:: Directions for this task ::
Transcribe the entries that come next exactly, but not the pictures they contain.

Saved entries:
======
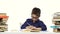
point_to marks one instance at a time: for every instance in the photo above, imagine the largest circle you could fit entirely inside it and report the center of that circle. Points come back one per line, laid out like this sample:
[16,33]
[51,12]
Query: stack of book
[3,20]
[56,21]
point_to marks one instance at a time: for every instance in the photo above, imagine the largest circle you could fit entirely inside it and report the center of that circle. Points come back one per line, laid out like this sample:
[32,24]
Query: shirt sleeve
[24,25]
[43,26]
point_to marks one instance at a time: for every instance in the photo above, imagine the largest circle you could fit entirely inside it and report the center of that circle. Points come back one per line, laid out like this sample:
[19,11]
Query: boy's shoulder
[29,19]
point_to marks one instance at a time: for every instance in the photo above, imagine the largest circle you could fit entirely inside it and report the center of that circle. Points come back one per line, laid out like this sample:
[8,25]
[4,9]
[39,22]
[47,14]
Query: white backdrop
[19,10]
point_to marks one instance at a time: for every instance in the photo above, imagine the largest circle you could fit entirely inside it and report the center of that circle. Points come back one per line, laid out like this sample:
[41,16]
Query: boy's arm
[43,26]
[24,25]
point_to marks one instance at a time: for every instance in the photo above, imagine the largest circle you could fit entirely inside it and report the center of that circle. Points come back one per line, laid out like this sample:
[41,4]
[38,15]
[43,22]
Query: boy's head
[35,13]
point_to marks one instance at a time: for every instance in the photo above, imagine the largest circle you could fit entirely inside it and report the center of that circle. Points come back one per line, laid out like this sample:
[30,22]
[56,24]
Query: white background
[19,10]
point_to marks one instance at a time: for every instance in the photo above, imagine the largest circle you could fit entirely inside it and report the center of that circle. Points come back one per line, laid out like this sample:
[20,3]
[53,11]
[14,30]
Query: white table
[42,32]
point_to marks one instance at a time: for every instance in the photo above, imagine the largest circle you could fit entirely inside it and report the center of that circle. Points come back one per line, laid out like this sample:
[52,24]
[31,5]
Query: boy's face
[34,17]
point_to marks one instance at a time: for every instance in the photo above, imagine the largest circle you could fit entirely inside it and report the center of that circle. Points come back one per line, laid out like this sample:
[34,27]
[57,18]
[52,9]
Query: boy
[34,22]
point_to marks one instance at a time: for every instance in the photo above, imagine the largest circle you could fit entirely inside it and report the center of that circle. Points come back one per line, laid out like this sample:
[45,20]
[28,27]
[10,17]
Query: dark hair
[36,11]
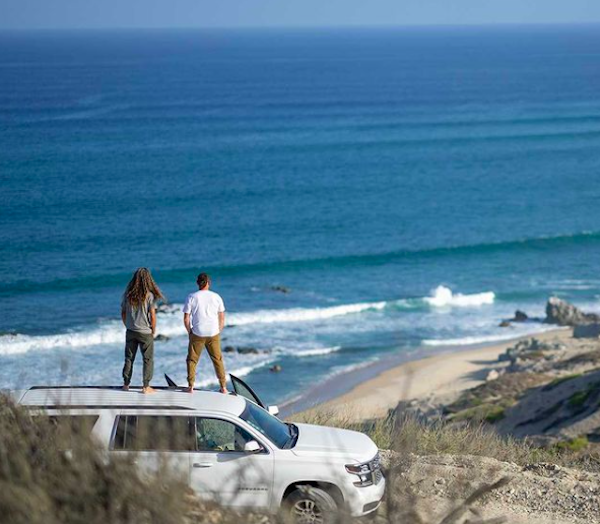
======
:: Solved problem ::
point_to marks one instance at a time: for every instance in the photo above, imagine the largest circle you could fit entirely inside it and report the center of that circle. Points come back one per line, laid out like this sample:
[16,33]
[51,12]
Query: stack of book
[3,20]
[56,21]
point_to marks one instance at a time: for every instance in the photo above, imagine the largest circle you could fit entirely inside it and report the center of that circle. Points come back one per line, laid out like this sample:
[32,24]
Query: shirt sleeve
[24,25]
[43,26]
point_to marks one instance at a time: for every instance in the photo above, imagine the largest circle you could fit entirely inside it and report the center of that circle. Points come back one per line, laid out like this sample:
[19,11]
Query: boy's shoulder
[29,19]
point_to marks one instance at a time: for every instance in the photo above, imagine the largest circle you could fit entirely inside it and report the center of that circle. Points come back one per line, laid out like this sample:
[8,25]
[4,9]
[39,22]
[47,14]
Query: white backdrop
[19,10]
point_to marks one instance at a time: for every instance in the photo above, imagine the largest circle you could fit entirely inside it and report the center of that circle. Points come back one per line, laid out like this sample:
[41,16]
Query: boy's arm
[43,26]
[24,25]
point_to marks one instance at a time: for every instance in the photo above, imagine the largest circle you could fit entirely inside it and report the center of that circle. Points come back one per line, laid out like this sample:
[41,4]
[38,15]
[43,22]
Query: boy's head
[35,13]
point_to marks one instance at a time: for every instance in the photo above, imagine the largest circle you could fit entirely inside it and report the center of that circle. Points come back one per line, laid out like this sample:
[30,22]
[56,24]
Query: white background
[19,10]
point_to marks one instance at a time: for every instance in the photo above, imagine the largest circle you could fit entirely inside it and report the center of that circle. Points come back one per line, laid out like this sample:
[20,3]
[53,11]
[14,30]
Query: white table
[42,32]
point_to marks one instance at a time: for every instance in the photo above, imagine the largest circle you could fit entirely inside it and report the center of that circle. Points come back one per line, laid out like this sample:
[52,24]
[31,5]
Query: boy's face
[34,17]
point_to marks one instance at a time: for every instance in the photo above, imagine the largest circle you could fit entirely inside it and report the center of that circle. Points come back one per line, laid out like this sample:
[34,27]
[57,18]
[52,9]
Query: boy
[34,22]
point_to marks one instance at a time: for every instance in the photo above, imagine the largest circle you could fit entirely inside it and report the center of that circle. Points come back one per line, laid out like this sample:
[45,20]
[28,27]
[10,17]
Query: dark hair
[36,11]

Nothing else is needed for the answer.